* _Objective_
Gather and copy out, in full, each line in the listing below that contains the string "handrail". Treat the match as case-sensitive.

-- start Data to use --

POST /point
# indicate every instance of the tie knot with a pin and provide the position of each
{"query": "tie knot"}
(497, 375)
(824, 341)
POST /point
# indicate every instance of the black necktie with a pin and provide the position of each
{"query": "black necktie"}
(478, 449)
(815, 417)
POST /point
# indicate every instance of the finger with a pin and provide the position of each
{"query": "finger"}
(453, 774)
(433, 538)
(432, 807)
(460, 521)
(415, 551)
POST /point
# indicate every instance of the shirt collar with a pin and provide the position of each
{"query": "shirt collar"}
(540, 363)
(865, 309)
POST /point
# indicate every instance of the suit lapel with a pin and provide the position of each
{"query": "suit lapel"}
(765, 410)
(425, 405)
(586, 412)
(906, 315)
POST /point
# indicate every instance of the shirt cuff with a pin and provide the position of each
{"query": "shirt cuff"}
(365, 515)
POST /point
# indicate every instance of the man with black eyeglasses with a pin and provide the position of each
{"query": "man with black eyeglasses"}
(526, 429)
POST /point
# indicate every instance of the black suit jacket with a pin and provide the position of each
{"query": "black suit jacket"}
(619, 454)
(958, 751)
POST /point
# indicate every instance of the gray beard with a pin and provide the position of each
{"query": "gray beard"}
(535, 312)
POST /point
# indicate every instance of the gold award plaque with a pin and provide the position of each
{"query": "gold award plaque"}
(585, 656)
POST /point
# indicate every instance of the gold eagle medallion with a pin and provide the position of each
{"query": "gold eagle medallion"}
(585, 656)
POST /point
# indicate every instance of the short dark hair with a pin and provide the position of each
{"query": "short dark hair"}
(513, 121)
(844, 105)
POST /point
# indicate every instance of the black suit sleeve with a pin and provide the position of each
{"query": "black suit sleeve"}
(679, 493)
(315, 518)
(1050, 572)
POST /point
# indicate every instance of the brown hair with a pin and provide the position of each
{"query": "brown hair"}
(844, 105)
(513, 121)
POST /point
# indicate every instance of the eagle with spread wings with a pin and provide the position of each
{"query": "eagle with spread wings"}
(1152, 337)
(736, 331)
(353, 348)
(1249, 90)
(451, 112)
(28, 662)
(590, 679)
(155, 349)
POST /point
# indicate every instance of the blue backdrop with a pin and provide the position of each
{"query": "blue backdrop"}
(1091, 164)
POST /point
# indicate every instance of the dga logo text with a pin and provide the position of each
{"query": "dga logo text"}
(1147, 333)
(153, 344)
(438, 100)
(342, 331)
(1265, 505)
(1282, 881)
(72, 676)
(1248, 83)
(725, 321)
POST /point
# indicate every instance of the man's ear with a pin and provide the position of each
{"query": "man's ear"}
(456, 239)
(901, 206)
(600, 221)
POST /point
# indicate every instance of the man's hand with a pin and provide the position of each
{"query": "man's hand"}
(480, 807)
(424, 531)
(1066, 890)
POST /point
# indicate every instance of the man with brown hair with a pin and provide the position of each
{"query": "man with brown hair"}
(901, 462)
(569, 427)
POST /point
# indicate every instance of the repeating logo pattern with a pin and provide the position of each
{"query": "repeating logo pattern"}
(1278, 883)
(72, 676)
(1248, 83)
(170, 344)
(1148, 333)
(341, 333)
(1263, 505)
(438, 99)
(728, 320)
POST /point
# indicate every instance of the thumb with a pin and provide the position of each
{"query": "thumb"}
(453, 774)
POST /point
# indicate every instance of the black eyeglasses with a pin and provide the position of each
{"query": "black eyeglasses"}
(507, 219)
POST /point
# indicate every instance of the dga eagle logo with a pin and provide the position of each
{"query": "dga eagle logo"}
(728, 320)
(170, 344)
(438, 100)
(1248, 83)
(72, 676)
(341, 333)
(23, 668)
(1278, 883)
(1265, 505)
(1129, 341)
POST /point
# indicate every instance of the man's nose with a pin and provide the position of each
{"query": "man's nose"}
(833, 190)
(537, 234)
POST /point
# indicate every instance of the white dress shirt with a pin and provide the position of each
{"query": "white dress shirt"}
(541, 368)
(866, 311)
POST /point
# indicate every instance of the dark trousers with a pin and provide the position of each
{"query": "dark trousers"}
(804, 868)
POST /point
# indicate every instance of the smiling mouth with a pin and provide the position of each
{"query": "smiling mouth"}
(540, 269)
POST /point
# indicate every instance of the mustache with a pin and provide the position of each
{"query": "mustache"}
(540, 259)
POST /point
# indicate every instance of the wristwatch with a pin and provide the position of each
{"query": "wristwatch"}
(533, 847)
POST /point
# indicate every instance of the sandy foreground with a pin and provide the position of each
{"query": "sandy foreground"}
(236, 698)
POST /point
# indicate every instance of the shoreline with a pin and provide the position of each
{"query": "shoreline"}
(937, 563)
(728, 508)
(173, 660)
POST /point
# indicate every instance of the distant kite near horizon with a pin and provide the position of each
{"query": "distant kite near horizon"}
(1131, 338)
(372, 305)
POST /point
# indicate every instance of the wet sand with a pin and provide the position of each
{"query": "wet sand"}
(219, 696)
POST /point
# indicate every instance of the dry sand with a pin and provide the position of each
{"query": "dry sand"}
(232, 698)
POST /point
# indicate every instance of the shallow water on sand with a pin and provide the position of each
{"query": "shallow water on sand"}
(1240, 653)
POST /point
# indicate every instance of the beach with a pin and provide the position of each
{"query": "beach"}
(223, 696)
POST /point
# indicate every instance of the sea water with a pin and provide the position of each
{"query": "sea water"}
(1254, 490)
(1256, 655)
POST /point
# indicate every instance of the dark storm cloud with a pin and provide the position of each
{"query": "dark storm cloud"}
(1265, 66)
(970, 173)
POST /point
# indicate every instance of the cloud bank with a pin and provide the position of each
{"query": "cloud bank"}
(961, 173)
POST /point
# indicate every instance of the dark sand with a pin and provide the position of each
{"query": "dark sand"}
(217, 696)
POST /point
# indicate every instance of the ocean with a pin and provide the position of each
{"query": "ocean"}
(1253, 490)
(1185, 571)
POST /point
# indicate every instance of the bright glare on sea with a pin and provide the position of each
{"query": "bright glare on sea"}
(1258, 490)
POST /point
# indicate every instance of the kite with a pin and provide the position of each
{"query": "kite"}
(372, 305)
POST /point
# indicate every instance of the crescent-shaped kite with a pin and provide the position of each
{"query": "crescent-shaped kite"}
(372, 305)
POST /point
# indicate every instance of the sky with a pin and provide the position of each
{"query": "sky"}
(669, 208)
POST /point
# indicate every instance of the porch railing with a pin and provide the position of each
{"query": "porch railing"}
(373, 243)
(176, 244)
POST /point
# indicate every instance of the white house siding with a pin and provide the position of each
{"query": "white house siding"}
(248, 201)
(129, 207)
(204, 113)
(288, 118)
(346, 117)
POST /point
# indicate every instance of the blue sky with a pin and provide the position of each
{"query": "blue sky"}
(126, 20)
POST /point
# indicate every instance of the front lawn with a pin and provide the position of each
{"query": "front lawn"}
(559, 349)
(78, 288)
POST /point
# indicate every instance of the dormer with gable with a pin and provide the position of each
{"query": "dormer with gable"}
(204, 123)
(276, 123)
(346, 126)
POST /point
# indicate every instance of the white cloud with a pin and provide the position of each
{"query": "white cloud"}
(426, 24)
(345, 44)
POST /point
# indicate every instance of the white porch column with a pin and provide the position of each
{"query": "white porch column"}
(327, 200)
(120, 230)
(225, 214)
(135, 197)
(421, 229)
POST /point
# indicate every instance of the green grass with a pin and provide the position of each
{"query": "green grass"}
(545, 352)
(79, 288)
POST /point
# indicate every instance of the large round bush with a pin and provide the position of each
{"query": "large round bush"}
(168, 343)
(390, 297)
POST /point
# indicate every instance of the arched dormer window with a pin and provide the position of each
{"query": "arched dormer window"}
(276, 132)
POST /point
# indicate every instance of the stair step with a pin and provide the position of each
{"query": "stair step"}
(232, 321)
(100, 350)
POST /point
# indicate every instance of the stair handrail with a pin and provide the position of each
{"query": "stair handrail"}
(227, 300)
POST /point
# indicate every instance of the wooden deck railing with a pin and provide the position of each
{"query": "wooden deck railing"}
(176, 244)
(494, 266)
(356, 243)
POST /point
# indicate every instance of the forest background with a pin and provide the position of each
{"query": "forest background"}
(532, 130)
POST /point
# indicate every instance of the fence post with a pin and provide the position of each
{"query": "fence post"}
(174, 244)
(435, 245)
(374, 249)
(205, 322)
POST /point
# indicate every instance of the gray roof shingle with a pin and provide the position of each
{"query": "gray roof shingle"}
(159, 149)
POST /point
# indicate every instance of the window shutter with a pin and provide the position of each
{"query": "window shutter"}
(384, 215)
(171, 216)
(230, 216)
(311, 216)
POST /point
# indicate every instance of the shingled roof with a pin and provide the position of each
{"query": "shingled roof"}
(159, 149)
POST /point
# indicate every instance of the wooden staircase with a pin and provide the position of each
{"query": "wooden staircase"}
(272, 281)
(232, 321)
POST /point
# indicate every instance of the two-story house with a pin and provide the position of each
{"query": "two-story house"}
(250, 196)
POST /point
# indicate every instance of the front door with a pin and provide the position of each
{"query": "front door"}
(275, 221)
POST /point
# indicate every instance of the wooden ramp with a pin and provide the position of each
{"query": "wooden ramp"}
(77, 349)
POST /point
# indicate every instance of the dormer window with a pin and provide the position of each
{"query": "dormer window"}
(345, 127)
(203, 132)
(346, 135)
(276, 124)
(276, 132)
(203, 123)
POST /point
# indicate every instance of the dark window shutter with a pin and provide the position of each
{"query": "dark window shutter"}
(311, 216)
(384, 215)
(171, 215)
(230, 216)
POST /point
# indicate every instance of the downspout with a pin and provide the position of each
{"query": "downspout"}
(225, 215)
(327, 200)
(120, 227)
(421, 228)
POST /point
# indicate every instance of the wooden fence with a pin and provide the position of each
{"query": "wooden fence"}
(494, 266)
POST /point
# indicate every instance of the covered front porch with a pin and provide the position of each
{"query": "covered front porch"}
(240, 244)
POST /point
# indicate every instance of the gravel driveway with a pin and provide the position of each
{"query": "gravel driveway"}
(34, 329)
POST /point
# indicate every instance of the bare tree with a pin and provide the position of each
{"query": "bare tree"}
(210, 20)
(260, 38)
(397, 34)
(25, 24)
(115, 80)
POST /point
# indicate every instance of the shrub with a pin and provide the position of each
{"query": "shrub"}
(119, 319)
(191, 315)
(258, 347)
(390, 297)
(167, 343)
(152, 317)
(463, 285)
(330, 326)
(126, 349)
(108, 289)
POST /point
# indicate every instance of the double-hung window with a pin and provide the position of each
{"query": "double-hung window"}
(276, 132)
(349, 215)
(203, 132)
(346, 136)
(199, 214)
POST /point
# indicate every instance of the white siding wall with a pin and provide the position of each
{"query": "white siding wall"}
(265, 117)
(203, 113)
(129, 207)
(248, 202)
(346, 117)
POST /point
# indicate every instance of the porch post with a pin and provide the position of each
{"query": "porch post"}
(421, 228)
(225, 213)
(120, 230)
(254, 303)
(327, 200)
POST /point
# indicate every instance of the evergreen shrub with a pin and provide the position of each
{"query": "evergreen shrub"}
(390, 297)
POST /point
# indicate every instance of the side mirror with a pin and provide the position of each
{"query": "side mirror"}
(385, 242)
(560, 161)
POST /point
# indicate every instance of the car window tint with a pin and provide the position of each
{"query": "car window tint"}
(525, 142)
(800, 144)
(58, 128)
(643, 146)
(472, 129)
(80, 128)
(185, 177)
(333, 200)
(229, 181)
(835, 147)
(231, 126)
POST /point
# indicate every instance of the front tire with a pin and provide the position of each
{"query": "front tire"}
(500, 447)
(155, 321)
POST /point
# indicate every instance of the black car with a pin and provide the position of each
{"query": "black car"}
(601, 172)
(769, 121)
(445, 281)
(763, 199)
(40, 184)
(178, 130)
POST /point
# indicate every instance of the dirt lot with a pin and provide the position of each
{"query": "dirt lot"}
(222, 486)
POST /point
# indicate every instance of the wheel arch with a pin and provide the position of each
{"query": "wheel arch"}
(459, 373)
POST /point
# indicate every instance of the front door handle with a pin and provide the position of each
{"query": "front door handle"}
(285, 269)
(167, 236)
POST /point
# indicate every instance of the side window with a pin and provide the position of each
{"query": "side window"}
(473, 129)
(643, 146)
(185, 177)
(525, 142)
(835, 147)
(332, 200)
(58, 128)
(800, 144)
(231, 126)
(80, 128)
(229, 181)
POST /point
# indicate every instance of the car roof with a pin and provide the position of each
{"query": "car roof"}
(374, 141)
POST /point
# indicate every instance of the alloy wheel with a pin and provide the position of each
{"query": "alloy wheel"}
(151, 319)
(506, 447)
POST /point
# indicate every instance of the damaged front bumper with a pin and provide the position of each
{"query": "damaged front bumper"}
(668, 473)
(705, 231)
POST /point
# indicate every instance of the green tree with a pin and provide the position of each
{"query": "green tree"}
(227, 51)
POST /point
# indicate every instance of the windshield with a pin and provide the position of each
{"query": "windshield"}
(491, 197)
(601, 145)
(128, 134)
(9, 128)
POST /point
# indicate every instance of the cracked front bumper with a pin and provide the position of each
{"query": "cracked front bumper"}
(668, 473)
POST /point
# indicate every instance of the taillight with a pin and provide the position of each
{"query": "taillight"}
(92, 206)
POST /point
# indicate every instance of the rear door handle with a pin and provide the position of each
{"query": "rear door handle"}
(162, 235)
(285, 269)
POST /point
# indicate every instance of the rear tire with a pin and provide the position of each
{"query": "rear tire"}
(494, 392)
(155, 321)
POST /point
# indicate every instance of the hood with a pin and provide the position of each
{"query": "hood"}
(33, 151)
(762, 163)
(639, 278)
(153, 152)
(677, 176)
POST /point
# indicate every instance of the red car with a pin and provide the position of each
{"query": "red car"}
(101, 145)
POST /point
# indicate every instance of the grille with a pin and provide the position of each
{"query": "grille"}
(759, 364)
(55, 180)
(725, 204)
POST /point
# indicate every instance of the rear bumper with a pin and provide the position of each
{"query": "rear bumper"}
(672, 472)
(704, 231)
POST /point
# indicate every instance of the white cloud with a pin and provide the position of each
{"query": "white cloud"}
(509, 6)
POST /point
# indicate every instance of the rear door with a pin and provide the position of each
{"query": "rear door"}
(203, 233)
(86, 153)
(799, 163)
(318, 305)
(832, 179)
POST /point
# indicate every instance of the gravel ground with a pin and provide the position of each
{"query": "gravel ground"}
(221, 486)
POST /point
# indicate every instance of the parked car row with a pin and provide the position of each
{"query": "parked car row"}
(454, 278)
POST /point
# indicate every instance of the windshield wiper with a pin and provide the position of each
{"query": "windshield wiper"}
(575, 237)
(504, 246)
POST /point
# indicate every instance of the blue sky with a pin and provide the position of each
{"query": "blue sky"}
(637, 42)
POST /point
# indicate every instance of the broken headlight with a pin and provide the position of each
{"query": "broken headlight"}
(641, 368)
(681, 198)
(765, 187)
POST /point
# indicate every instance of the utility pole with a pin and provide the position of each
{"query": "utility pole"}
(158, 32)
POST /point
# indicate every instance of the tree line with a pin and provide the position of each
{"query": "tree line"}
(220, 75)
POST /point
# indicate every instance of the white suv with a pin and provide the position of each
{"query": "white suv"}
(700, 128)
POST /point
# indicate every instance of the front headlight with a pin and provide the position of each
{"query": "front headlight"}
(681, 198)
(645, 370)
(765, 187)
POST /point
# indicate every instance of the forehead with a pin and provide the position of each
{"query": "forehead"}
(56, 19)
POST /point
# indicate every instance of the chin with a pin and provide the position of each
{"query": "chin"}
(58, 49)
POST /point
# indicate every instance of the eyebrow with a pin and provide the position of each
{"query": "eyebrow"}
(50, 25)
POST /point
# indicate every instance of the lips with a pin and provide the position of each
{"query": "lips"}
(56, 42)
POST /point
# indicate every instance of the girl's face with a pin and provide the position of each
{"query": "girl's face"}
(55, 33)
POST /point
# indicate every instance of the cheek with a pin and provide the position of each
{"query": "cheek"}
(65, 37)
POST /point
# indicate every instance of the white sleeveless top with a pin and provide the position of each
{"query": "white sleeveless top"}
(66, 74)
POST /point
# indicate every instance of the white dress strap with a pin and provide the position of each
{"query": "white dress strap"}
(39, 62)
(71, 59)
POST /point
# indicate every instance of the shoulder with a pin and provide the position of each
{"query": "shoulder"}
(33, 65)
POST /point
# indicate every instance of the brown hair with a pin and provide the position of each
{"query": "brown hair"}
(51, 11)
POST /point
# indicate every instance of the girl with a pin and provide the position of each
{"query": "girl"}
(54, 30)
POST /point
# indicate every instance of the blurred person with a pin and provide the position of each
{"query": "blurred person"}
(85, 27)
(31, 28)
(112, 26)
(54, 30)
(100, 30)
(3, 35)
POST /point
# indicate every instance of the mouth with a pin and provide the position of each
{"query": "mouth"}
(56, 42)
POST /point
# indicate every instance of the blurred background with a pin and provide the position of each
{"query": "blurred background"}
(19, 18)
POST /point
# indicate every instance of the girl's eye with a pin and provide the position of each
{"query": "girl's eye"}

-- end Data to use --

* _Solution for this task_
# indicate every instance of the stair handrail with a pin and provide the position of each
{"query": "stair handrail"}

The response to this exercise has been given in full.